Can you format every line of the records below as a numbered list, leaving out any blank lines?
--- begin Dataset rows ---
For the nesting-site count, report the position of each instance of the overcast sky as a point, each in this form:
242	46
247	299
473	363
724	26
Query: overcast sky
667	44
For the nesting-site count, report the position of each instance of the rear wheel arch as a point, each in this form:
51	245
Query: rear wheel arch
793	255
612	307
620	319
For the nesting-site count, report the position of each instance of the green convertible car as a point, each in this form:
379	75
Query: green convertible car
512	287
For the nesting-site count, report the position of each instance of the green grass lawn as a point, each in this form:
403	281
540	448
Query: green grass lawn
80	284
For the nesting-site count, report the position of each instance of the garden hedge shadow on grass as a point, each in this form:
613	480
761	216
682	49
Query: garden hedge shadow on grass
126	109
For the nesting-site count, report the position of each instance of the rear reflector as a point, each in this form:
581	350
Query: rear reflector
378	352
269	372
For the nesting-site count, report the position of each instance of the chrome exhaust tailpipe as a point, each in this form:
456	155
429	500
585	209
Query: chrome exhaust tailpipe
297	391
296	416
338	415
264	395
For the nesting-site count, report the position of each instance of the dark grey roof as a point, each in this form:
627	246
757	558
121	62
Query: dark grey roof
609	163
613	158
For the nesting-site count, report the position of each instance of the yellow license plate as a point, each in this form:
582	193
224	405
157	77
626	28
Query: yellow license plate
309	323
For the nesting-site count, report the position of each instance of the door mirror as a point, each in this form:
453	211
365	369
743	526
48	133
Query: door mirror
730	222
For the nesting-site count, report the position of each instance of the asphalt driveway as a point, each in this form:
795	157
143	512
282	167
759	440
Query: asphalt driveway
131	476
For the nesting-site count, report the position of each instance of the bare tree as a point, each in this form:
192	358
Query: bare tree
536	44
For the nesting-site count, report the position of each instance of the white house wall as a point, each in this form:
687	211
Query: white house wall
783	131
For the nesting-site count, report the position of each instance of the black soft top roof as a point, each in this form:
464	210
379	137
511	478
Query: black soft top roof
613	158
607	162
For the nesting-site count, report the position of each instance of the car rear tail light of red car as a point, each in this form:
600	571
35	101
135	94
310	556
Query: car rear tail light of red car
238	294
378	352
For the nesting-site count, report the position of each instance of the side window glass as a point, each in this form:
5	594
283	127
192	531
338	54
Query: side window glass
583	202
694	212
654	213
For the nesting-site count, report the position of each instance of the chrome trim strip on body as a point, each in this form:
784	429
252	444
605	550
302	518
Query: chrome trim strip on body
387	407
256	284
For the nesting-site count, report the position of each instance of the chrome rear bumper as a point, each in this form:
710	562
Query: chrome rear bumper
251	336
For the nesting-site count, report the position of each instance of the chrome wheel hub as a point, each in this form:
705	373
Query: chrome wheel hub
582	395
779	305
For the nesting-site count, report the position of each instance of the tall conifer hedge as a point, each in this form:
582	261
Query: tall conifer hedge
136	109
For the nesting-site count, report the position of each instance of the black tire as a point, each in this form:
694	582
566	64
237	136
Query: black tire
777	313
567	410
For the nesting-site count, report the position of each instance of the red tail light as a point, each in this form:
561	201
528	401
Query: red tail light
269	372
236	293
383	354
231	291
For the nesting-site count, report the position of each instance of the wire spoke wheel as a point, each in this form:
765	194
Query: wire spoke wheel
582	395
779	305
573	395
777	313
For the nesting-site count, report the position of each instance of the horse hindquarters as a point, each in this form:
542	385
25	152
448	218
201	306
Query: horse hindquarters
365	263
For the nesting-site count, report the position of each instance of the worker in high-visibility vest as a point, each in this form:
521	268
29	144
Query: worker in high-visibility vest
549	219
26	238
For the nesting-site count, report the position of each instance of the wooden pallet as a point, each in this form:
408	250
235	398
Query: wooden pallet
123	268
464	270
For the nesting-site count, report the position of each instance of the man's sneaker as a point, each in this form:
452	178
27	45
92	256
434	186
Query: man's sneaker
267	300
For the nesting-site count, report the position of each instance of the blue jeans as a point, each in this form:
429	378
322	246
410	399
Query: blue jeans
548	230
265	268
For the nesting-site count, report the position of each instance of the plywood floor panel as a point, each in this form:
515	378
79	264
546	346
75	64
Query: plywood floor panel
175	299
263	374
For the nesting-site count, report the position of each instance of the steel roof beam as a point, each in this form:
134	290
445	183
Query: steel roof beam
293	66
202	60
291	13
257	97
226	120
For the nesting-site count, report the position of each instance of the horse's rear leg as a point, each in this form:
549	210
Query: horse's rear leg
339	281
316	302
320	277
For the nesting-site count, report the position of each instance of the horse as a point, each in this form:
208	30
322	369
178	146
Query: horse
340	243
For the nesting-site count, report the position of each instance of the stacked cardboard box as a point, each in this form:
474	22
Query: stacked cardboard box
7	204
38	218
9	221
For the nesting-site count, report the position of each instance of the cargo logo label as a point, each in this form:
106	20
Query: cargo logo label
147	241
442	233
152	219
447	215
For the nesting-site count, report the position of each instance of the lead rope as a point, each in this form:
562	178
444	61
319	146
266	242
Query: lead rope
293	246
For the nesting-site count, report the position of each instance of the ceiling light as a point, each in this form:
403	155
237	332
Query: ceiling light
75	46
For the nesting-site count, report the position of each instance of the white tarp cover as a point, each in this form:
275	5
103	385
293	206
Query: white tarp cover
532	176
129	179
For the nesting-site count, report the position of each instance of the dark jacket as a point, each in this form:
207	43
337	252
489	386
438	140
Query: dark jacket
--- end Dataset rows ---
Result.
1. For the nesting-site count, report the position of each instance of the overcast sky as a point, each in this form:
2. 242	46
3. 247	299
4. 473	363
5. 724	26
6. Query: overcast sky
7. 667	44
8. For the nesting-site count, report the position of each instance of the rear wheel arch as a point, each in this form:
9. 51	245
10. Query: rear wheel arch
11. 793	255
12. 612	307
13. 620	319
14. For the nesting-site count, report the position of each instance of the green convertible car as a point, each in this form:
15. 379	75
16. Query: green convertible car
17. 512	287
18. For the nesting-site count, report the position of each instance of the green grass lawn as a point, each in this form:
19. 403	281
20. 540	448
21. Query: green grass lawn
22. 80	284
23. For the nesting-site count, report the position of each instance of the garden hedge shadow on grass as a point, each in this form:
24. 613	480
25. 761	216
26. 682	49
27. Query: garden hedge shadow on grass
28. 126	109
29. For the nesting-site count, report the position of each instance of the rear reflector as a point, each in this form:
30. 581	350
31. Query: rear reflector
32. 378	352
33. 269	372
34. For the nesting-site count, report the position of each instance of the chrome exhaust tailpipe as a point, each in this form:
35. 456	155
36. 429	500
37. 585	209
38. Query: chrome exhaust tailpipe
39. 297	391
40. 296	416
41. 338	415
42. 264	395
43. For the nesting-site count, report the position of each instance of the dark grey roof as a point, each in this form:
44. 627	246
45. 757	558
46. 121	62
47. Query: dark grey roof
48. 609	163
49. 613	158
50. For the nesting-site count, report the position of each instance of the yellow license plate as a point, each in this form:
51. 582	193
52. 224	405
53. 157	77
54. 626	28
55. Query: yellow license plate
56. 309	323
57. For the nesting-site count, report the position of each instance of the door mirror as a point, each in this form:
58. 453	211
59. 365	369
60. 743	526
61. 48	133
62. Query: door mirror
63. 730	222
64. For the nesting-site count, report the position of each instance of the asphalt driveway as a point, each in this form:
65. 795	157
66. 143	512
67. 282	167
68. 759	440
69. Query: asphalt driveway
70. 131	476
71. For the nesting-site count, report the position of each instance of the bare tree as a point, each in this form:
72. 192	358
73. Query: bare tree
74. 536	44
75. For the nesting-site count, report the position of each instance of the white house wall as a point, each in this form:
76. 687	211
77. Query: white house wall
78. 783	131
79. For the nesting-site count, report the position of each instance of the black soft top roof as a point, each in this form:
80. 464	210
81. 379	137
82. 511	478
83. Query: black soft top roof
84. 613	158
85. 607	162
86. For the nesting-site count, report the position of each instance of the car rear tail light of red car as a point, each in this form:
87. 600	571
88. 35	101
89. 135	94
90. 310	556
91. Query: car rear tail light of red car
92. 238	294
93. 378	352
94. For the nesting-site count, report the position of each instance of the side window glass as a point, each in this form:
95. 5	594
96. 283	127
97. 192	531
98. 338	54
99. Query: side window glass
100. 583	202
101. 694	212
102. 654	213
103. For the nesting-site count, report the position of each instance of the chrome trim strip on body as a point, each in this form:
104. 784	429
105. 252	444
106. 605	550
107. 302	518
108. Query: chrome trim strip on body
109. 387	407
110. 256	284
111. For the nesting-site count, report the position of each instance of the chrome rear bumper as a point, each in this form:
112. 710	562
113. Query: chrome rear bumper
114. 251	336
115. For the nesting-site count, report the position of each instance of the chrome wheel hub as a point, each in this form:
116. 705	373
117. Query: chrome wheel hub
118. 582	395
119. 779	305
120. For the nesting-site count, report the position of each instance of the tall conifer hedge as a point, each in this form:
121. 582	261
122. Query: tall conifer hedge
123. 136	109
124. For the nesting-site count, report the position of each instance of the black tire as a point, each in this form:
125. 694	582
126. 566	64
127. 237	136
128. Query: black tire
129. 777	313
130. 567	410
131. For the nesting-site count, report the position of each instance of the red tail light as a point, each in this form:
132. 561	201
133. 528	401
134. Query: red tail light
135. 269	372
136. 236	293
137. 383	354
138. 231	291
139. For the nesting-site count, report the position of each instance of the wire spoke wheel as a point, each in this form:
140. 765	194
141. Query: wire spoke wheel
142. 582	395
143. 779	305
144. 573	395
145. 777	313
146. For the nesting-site count, report the position of each instance of the horse hindquarters as a point, each in this form:
147. 542	385
148. 25	152
149. 448	218
150. 201	306
151. Query: horse hindquarters
152. 365	263
153. For the nesting-site count, report the position of each instance of the worker in high-visibility vest as a point, each in this form:
154. 521	268
155. 29	144
156. Query: worker in high-visibility vest
157. 549	219
158. 26	238
159. For the nesting-site count, report the position of each instance of the wooden pallet as a point, each in this form:
160. 408	250
161. 235	398
162. Query: wooden pallet
163. 123	268
164. 464	270
165. For the nesting-site count, report the position of each instance of the man's sneaker as a point, each in this form:
166. 452	178
167. 27	45
168. 92	256
169. 434	186
170. Query: man's sneaker
171. 267	300
172. For the nesting-site count, report the position of each instance of the blue jeans as a point, each in this form:
173. 429	378
174. 322	246
175. 410	399
176. Query: blue jeans
177. 548	230
178. 265	268
179. For the nesting-site count, report the position of each instance of the plywood floor panel as a point, each in this form:
180. 515	378
181. 79	264
182. 546	346
183. 75	64
184. Query: plywood floor panel
185. 175	299
186. 263	374
187. For the nesting-site count, report the position of each instance of the steel roof beam as a point, each in this form:
188. 134	290
189. 445	183
190. Query: steel roof beam
191. 293	66
192. 202	60
193. 291	13
194. 257	97
195. 226	120
196. For the nesting-site count, report the position of each instance of the horse's rear leg as a point, each in this form:
197. 549	210
198. Query: horse's rear leg
199. 339	281
200. 316	302
201. 320	277
202. For the nesting-site count, report the position of each instance of the horse as a point, each in this form:
203. 208	30
204. 322	369
205. 178	146
206. Query: horse
207. 340	243
208. For the nesting-site count, report the position of each instance of the stacked cardboard box as a point, each in this form:
209. 474	22
210. Query: stacked cardboard box
211. 7	204
212. 38	218
213. 9	221
214. For the nesting-site count, report the position of each instance of the cargo logo label as a point, each in this form:
215. 106	20
216. Query: cargo logo label
217. 147	241
218. 442	233
219. 152	219
220. 447	215
221. For the nesting-site count, report the position of each instance of the lead rope as a point, each in this form:
222. 562	178
223. 444	61
224. 319	146
225. 266	242
226. Query: lead rope
227. 293	246
228. For the nesting-site count, report the position of each instance of the ceiling light as a point, each in this form:
229. 403	155
230. 237	332
231. Query: ceiling light
232. 75	46
233. For the nesting-site count, report the position of each instance of the white tarp cover as a point, each in this form:
234. 275	5
235. 103	385
236. 293	206
237. Query: white tarp cover
238. 532	176
239. 129	179
240. For the nesting-site count, report the position of each instance of the dark jacket as a point, each in this form:
241. 207	43
242. 337	252
243. 489	386
244. 438	140
245. Query: dark jacket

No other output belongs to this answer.